> _Brief_: Present the lines below as a Markdown table with two columns, Row and Line, giving each line its own numbered row and skipping any blank lines.
-- START Materials provided --
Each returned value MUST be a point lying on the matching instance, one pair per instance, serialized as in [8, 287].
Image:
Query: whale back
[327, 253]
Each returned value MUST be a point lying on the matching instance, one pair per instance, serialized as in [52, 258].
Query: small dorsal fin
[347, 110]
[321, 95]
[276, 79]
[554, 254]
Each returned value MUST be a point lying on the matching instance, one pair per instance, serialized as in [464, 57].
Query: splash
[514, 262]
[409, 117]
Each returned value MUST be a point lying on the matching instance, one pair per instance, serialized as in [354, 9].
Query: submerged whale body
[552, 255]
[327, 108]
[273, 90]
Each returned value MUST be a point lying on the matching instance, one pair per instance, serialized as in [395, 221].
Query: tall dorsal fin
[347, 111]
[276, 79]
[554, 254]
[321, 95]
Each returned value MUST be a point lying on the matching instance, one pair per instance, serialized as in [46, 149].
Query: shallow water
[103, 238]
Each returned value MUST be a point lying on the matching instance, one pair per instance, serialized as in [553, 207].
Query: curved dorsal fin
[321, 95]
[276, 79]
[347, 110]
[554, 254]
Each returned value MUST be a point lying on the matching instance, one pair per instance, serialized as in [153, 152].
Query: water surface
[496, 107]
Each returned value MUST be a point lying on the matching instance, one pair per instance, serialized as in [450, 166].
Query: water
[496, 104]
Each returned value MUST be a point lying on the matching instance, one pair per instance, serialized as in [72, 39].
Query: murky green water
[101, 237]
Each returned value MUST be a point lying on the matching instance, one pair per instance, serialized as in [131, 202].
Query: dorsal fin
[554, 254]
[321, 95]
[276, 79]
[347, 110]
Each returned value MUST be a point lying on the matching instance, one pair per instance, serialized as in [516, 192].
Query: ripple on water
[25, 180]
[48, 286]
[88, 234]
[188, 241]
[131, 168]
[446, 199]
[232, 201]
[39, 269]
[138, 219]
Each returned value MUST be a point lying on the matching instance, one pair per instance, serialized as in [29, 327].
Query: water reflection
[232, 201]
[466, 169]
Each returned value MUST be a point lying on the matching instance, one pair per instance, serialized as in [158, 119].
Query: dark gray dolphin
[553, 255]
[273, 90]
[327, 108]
-- END Materials provided --
> _Completed exercise_:
| Row | Line |
|---|---|
| 1 | Each returned value MUST be a point lying on the matching instance, one pair per instance, serialized as in [8, 287]. |
| 2 | Image: |
| 3 | Query: whale back |
| 4 | [327, 253] |
| 5 | Each returned value MUST be a point lying on the matching instance, one pair per instance, serialized as in [52, 258]. |
| 6 | Query: small dorsal fin |
| 7 | [347, 110] |
| 8 | [321, 95] |
| 9 | [276, 79] |
| 10 | [554, 254] |
| 11 | Each returned value MUST be a point lying on the matching instance, one pair per instance, serialized as in [464, 57]. |
| 12 | Query: splash |
| 13 | [514, 262] |
| 14 | [409, 117] |
| 15 | Each returned value MUST be a point lying on the matching instance, one pair per instance, serialized as in [354, 9]. |
| 16 | Query: submerged whale body |
| 17 | [552, 255] |
| 18 | [327, 108] |
| 19 | [273, 90] |
| 20 | Each returned value MUST be a point lying on the matching instance, one pair per instance, serialized as in [395, 221]. |
| 21 | Query: tall dorsal fin |
| 22 | [347, 111] |
| 23 | [276, 79] |
| 24 | [554, 254] |
| 25 | [321, 95] |
| 26 | Each returned value MUST be a point lying on the matching instance, one pair per instance, serialized as in [46, 149]. |
| 27 | Query: shallow water |
| 28 | [103, 238] |
| 29 | Each returned value MUST be a point lying on the matching instance, one pair per instance, serialized as in [553, 207]. |
| 30 | Query: curved dorsal fin |
| 31 | [321, 95] |
| 32 | [276, 79] |
| 33 | [347, 110] |
| 34 | [554, 254] |
| 35 | Each returned value MUST be a point lying on the matching instance, one pair per instance, serialized as in [153, 152]. |
| 36 | Query: water surface |
| 37 | [496, 107] |
| 38 | Each returned value MUST be a point lying on the matching instance, one pair per instance, serialized as in [450, 166]. |
| 39 | Query: water |
| 40 | [496, 104] |
| 41 | Each returned value MUST be a point lying on the matching instance, one pair per instance, serialized as in [72, 39]. |
| 42 | Query: murky green water |
| 43 | [101, 237] |
| 44 | Each returned value MUST be a point lying on the matching instance, one pair per instance, serialized as in [131, 202]. |
| 45 | Query: dorsal fin |
| 46 | [554, 254] |
| 47 | [321, 95] |
| 48 | [276, 79] |
| 49 | [347, 110] |
| 50 | Each returned value MUST be a point lying on the matching instance, one pair per instance, serialized as in [516, 192]. |
| 51 | Query: ripple on water |
| 52 | [25, 180] |
| 53 | [48, 286] |
| 54 | [88, 234] |
| 55 | [188, 241] |
| 56 | [131, 168] |
| 57 | [446, 199] |
| 58 | [232, 201] |
| 59 | [39, 269] |
| 60 | [138, 219] |
| 61 | Each returned value MUST be a point lying on the matching instance, one pair per instance, serialized as in [29, 327]. |
| 62 | Query: water reflection |
| 63 | [232, 201] |
| 64 | [466, 169] |
| 65 | Each returned value MUST be a point lying on the matching instance, one pair per instance, serialized as in [158, 119]. |
| 66 | Query: dark gray dolphin |
| 67 | [553, 255] |
| 68 | [273, 90] |
| 69 | [327, 108] |